Given problem
Please copy the entries below line for line, keeping every character, number, and bracket unchanged.

Record list
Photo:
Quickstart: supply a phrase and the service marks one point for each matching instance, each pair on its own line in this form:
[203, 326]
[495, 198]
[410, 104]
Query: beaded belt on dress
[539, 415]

Final result
Photo:
Quickstart: supply a phrase and the service marks one point for each matching instance, each pair on its own line in this form:
[203, 326]
[495, 198]
[410, 104]
Query: beaded belt on dress
[539, 415]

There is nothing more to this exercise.